**Brief:**
Rewrite every line of the items below, substituting "enclosing rectangle" for each occurrence of "bounding box" and changing nothing else.

**Provided records:**
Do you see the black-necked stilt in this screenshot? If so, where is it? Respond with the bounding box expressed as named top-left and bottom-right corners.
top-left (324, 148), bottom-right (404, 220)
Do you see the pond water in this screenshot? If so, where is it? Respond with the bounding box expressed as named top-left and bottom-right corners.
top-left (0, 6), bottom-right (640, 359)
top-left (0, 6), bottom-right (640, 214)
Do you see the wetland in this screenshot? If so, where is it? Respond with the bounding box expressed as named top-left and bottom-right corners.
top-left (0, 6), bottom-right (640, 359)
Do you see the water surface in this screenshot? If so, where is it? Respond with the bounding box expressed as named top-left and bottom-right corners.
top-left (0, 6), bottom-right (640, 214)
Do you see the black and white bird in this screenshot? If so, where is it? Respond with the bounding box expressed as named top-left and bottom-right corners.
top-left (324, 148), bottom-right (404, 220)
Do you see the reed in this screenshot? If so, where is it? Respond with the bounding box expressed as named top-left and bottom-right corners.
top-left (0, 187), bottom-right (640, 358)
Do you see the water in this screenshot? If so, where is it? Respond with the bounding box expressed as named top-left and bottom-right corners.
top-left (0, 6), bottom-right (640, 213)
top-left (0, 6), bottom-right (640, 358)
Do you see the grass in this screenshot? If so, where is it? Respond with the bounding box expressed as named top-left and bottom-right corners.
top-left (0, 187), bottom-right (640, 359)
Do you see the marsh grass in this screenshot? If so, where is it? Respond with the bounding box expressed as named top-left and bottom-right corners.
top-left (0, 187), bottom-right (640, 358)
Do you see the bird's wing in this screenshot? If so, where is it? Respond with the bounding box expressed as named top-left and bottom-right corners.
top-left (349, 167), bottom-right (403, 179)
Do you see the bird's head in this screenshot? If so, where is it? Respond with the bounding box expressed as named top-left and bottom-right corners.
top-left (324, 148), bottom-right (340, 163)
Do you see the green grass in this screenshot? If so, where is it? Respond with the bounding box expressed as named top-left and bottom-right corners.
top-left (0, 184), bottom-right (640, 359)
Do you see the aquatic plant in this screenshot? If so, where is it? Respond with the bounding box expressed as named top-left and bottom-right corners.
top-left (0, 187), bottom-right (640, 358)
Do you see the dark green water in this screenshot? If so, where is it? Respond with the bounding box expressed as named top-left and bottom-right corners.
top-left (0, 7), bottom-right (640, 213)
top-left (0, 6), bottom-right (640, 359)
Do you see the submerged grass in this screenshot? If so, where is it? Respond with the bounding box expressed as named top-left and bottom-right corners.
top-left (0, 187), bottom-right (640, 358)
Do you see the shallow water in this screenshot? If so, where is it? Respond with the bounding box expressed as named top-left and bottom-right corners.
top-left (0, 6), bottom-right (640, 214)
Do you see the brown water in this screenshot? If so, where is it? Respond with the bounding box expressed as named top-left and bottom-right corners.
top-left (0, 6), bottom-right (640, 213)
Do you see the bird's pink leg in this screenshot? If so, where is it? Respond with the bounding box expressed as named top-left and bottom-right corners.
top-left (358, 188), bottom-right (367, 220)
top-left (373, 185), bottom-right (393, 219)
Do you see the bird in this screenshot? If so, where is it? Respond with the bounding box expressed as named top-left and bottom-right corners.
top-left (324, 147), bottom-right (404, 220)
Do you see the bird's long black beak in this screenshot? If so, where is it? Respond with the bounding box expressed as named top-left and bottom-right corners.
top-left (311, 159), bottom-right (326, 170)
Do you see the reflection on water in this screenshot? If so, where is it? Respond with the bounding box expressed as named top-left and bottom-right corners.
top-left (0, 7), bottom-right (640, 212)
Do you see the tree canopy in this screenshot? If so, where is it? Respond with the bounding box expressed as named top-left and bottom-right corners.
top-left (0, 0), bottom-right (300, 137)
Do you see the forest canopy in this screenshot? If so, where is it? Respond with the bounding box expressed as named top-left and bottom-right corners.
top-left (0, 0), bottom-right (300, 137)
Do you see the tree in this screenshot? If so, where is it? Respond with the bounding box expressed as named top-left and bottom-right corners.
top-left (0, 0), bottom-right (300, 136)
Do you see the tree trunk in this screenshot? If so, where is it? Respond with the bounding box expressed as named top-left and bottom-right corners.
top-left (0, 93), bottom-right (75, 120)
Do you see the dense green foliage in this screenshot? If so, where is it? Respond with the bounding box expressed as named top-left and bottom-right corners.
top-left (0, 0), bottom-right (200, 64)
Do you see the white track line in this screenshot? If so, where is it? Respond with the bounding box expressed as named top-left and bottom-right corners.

**Correct result:**
Do you see the black-necked stilt in this screenshot? If so, where is it? Respond with the enclosing rectangle expressed as named top-left and bottom-right corners.
top-left (324, 148), bottom-right (404, 220)
Do you see the pond water in this screenshot? If so, where is it? Respond with the enclosing rectangle expressed as named top-left and bottom-right corners.
top-left (0, 6), bottom-right (640, 359)
top-left (0, 6), bottom-right (640, 214)
Do you see the wetland in this screenshot? If so, where is it? Respond with the enclosing rectangle expressed as named top-left and bottom-right corners.
top-left (0, 6), bottom-right (640, 359)
Do you see the water surface in this screenshot? If so, where is it? Respond with the enclosing rectangle expressed as named top-left and bottom-right corners.
top-left (0, 6), bottom-right (640, 214)
Do you see the black and white bird in this screenshot? If so, where is it? Respond with the enclosing rectangle expressed as named top-left and bottom-right corners.
top-left (324, 148), bottom-right (404, 220)
Do you see the reed in this screenshot? If so, where is it? Respond with the enclosing rectangle expressed as named top-left and bottom-right corners.
top-left (0, 187), bottom-right (640, 358)
Do you see the water in this screenshot? If so, where is it? Respond with the enclosing rectangle expressed as named top-left and bottom-right corners.
top-left (0, 6), bottom-right (640, 213)
top-left (0, 6), bottom-right (640, 358)
Do you see the grass in this screenshot? If so, where is it? Respond with the enclosing rectangle expressed as named top-left and bottom-right corners.
top-left (0, 187), bottom-right (640, 359)
Do you see the marsh grass in this screenshot? If so, where is it? Respond with the enclosing rectangle expressed as named top-left and bottom-right corners.
top-left (0, 187), bottom-right (640, 358)
Do you see the bird's wing in this screenshot? If so, where is it? Respond with the enclosing rectangle expressed as named top-left and bottom-right corners.
top-left (349, 167), bottom-right (403, 179)
Do you see the bird's head in this screenshot? If so, where is it? Respond with the enclosing rectangle expressed as named top-left and bottom-right corners.
top-left (324, 148), bottom-right (340, 163)
Do you see the green grass in this screenshot? If so, where is it? Respond with the enclosing rectangle expressed as named top-left and bottom-right corners.
top-left (0, 184), bottom-right (640, 359)
Do you see the aquatic plant in this screenshot? If so, where is it? Respond with the enclosing rectangle expressed as named top-left and bottom-right corners.
top-left (0, 187), bottom-right (640, 358)
Do you see the dark green water in this screenshot? If so, where is it? Respond with the enclosing rectangle expressed as named top-left and bottom-right corners.
top-left (0, 7), bottom-right (640, 213)
top-left (0, 6), bottom-right (640, 359)
Do you see the submerged grass in this screenshot? If so, where is it? Respond with the enclosing rectangle expressed as named top-left and bottom-right corners.
top-left (0, 187), bottom-right (640, 358)
Do you see the shallow water in this screenshot? If so, where is it? Respond with the enclosing rectangle expressed as named top-left and bottom-right corners.
top-left (0, 6), bottom-right (640, 214)
Do you see the brown water in this screenshot? If so, where is it? Respond with the enclosing rectangle expressed as named top-left and bottom-right corners.
top-left (0, 6), bottom-right (640, 213)
Do you see the bird's pink leg in this screenshot? If so, where is it? Respond with the enclosing rectangle expressed as named top-left and bottom-right corners.
top-left (358, 188), bottom-right (367, 220)
top-left (373, 185), bottom-right (393, 219)
Do you see the bird in this screenshot? If so, where is it? Respond with the enclosing rectangle expressed as named top-left and bottom-right corners.
top-left (324, 147), bottom-right (404, 220)
Do you see the bird's long black beak in this screenshot? If so, where is it? Respond with the enclosing rectangle expressed as named top-left and bottom-right corners.
top-left (311, 159), bottom-right (326, 170)
Do you see the reflection on water in this screenshot? If so, where is it? Respond with the enclosing rectangle expressed as named top-left and bottom-right corners.
top-left (0, 7), bottom-right (640, 212)
Do you see the tree canopy in this screenshot? If so, where is it? Respond with the enclosing rectangle expressed as named top-left and bottom-right corners.
top-left (0, 0), bottom-right (300, 137)
Do you see the forest canopy in this screenshot? If so, where is it? Respond with the enclosing rectangle expressed as named top-left and bottom-right corners.
top-left (0, 0), bottom-right (300, 137)
Do you see the tree in this screenshot? If so, where is it? Respond with the enclosing rectangle expressed as named top-left and bottom-right corners.
top-left (0, 0), bottom-right (300, 136)
Do you see the tree trunk in this screenshot? If so, where is it? Respond with the enclosing rectangle expressed as named top-left and bottom-right corners.
top-left (0, 93), bottom-right (75, 120)
Do you see the dense green foliage in this screenshot? If so, where is it? Respond with the enclosing rectangle expressed as named top-left and bottom-right corners.
top-left (0, 0), bottom-right (200, 64)
Do you see the white track line in this screenshot? If so, where is it? Respond with the enclosing rectangle expressed as named top-left and bottom-right corners.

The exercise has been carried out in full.